DOCUMENT TEXT:
In mommy world one of the most controversial and political topics is breastfeeding and in turn the “baby friendly hospital” craze. There were so many articles to digest and link to that I didn’t know where to start for this post. I recently learned from an acquaintance that when she gave birth the hospital banned pacifiers. I googled that to see what’s up and learned its part of UNICEF’s “baby friendly hospital” campaign. A hospital can get this special “feel good” designation by following these 10 steps on breastfeeding. I knew there was a huge push to get women to breastfeed, but its getting out of control when women are not really free to make the choices they want for their baby and selves. Banning pacifiers makes you feel like you are trying to give your child a drug or something illegal.
I have a real problem when these organizations, hospitals, big government feel movements, like to interject, butt-in and tell mothers or basically force mothers towards what they think is best, ignoring the natural maternal instincts that will guide a mom to make the best choices if she were just left alone. It truly feels like a big-government intervention. Breast is best, yeah I get it. I mean its common sense that something that comes from your body is the best. However, a very close second is rest is best and if a mom isn’t resting she can’t function and be a good mother and she certainly isn’t going to be able to bond well.
To get the discussion rolling this topic and due to lack of time I am going to focus in on this article to start, but feel I have more to say later:
“To earn the designation, hospitals and birth centers must subscribe to the practice of “rooming-in,” that is, keeping mothers and babies together around the clock. But while hospitals say the practice is beneficial, media coverage has been largely critical, warning that hospitals are robbing weary new mothers ― women who have just done the grueling work of birthing a human being ― of their only opportunity to get some rest.

RECORDS SUPPLIED:
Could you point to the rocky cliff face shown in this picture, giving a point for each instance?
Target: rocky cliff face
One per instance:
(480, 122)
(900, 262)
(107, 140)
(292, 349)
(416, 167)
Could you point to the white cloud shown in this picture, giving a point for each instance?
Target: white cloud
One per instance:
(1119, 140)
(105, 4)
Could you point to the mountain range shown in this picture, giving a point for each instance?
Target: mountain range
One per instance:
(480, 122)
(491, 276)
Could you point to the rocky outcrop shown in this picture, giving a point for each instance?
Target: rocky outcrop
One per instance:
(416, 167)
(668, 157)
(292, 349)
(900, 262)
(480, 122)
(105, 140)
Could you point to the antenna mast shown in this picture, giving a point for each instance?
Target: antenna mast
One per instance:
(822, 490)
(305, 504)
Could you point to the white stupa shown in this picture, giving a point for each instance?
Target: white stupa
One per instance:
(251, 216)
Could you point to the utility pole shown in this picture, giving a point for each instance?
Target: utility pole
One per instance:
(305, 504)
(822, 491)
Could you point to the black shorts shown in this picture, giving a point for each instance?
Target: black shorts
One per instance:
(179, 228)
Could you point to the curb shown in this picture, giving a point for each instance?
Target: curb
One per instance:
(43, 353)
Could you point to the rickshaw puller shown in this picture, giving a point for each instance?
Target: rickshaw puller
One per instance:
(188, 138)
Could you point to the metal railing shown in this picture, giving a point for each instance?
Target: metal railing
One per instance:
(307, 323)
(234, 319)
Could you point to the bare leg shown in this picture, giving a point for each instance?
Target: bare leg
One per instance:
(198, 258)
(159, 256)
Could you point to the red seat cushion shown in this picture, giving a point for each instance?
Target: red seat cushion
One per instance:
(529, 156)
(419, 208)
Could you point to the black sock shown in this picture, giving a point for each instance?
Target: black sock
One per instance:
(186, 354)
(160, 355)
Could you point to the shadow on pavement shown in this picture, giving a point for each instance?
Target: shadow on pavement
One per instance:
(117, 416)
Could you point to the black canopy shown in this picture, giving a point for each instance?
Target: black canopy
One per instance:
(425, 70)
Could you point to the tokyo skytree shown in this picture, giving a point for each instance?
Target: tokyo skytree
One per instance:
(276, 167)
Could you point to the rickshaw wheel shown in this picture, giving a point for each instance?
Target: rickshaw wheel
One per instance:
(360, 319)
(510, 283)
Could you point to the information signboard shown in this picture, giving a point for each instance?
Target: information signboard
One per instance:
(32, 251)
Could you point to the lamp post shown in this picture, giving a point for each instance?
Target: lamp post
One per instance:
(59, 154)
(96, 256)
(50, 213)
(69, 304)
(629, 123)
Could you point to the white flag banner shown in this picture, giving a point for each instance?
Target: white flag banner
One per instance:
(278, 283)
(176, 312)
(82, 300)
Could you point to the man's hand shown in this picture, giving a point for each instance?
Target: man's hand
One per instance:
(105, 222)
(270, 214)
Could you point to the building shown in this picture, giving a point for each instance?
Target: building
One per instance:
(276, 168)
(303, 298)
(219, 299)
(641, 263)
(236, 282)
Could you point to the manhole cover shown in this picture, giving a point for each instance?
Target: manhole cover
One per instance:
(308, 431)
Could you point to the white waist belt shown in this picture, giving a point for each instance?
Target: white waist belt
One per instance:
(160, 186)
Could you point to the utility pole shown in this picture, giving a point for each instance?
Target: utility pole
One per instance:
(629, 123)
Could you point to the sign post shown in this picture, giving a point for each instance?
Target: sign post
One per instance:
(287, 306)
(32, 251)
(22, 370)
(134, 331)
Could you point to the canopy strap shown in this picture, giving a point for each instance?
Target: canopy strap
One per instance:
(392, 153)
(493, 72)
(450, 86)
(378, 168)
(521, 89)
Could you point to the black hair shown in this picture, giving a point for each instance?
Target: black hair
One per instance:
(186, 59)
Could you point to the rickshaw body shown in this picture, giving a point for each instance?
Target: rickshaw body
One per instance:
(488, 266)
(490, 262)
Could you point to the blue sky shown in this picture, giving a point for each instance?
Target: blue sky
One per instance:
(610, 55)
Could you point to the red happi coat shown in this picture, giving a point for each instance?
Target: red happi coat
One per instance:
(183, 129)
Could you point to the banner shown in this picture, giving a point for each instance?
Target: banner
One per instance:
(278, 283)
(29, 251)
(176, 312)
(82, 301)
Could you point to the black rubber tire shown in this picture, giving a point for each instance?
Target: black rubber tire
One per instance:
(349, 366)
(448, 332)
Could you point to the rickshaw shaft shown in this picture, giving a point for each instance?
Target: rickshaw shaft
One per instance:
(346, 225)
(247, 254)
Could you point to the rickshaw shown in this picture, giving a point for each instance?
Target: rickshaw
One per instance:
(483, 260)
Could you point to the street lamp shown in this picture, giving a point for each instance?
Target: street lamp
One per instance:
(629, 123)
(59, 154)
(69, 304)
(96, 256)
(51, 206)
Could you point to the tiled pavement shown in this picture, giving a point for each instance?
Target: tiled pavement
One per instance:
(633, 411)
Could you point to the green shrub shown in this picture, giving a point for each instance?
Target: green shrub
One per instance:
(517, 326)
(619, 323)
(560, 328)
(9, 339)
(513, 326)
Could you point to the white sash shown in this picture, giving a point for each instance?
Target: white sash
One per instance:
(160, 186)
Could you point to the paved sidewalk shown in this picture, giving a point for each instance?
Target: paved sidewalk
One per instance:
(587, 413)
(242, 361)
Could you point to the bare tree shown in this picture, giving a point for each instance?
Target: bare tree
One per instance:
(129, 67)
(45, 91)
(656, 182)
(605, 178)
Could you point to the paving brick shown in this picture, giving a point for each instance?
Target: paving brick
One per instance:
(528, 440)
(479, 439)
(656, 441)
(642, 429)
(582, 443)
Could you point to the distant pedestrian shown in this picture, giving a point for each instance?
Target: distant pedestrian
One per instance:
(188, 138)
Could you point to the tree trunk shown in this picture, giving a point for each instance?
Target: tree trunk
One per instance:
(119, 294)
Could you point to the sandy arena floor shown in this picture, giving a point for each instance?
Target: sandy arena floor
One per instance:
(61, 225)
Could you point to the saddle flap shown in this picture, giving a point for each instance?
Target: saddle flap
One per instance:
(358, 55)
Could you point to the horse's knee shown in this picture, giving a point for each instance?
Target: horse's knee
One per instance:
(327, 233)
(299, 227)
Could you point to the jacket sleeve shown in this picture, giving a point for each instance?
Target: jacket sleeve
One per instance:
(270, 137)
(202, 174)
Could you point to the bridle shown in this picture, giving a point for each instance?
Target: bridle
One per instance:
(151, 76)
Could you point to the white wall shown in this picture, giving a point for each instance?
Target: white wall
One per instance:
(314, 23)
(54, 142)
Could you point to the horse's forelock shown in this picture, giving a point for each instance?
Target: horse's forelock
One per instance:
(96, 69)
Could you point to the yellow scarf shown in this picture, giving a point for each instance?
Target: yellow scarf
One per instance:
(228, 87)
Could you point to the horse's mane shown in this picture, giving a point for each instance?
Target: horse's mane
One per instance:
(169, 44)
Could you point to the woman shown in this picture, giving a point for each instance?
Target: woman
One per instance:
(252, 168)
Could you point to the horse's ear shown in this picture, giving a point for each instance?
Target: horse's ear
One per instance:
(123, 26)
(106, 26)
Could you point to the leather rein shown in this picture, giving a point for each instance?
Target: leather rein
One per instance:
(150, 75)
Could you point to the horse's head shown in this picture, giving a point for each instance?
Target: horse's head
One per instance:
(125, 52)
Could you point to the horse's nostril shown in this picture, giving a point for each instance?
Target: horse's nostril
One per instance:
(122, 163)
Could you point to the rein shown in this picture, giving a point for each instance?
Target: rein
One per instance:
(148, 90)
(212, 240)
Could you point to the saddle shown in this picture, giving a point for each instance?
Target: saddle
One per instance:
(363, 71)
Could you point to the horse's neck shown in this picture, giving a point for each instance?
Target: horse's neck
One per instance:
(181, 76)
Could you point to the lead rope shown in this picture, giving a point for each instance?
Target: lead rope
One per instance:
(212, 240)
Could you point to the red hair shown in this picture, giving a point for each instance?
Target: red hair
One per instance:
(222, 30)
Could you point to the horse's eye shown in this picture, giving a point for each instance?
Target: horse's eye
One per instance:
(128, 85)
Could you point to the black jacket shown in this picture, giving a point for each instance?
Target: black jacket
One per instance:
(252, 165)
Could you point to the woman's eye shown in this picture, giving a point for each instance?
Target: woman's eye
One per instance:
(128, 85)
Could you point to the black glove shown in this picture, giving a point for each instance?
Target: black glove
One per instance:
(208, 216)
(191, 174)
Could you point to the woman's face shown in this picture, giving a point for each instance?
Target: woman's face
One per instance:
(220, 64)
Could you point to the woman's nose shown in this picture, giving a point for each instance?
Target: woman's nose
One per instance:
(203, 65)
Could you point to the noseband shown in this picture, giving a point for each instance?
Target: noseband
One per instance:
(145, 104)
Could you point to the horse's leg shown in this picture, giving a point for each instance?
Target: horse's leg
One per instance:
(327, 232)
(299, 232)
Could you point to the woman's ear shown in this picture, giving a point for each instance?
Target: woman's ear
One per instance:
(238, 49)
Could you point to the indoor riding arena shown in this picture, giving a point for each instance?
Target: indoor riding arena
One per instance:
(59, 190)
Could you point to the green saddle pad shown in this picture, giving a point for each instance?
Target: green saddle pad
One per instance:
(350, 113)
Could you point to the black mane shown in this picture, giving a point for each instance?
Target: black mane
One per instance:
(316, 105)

ABOUT THIS EXERCISE:
Extract the passage of the post on baby-friendly hospitals that runs from "I have a real" up to and including "to bond well.". The listing has no connection to the post on baby-friendly hospitals.

RESPONSE:
I have a real problem when these organizations, hospitals, big government feel movements, like to interject, butt-in and tell mothers or basically force mothers towards what they think is best, ignoring the natural maternal instincts that will guide a mom to make the best choices if she were just left alone. It truly feels like a big-government intervention. Breast is best, yeah I get it. I mean its common sense that something that comes from your body is the best. However, a very close second is rest is best and if a mom isn’t resting she can’t function and be a good mother and she certainly isn’t going to be able to bond well.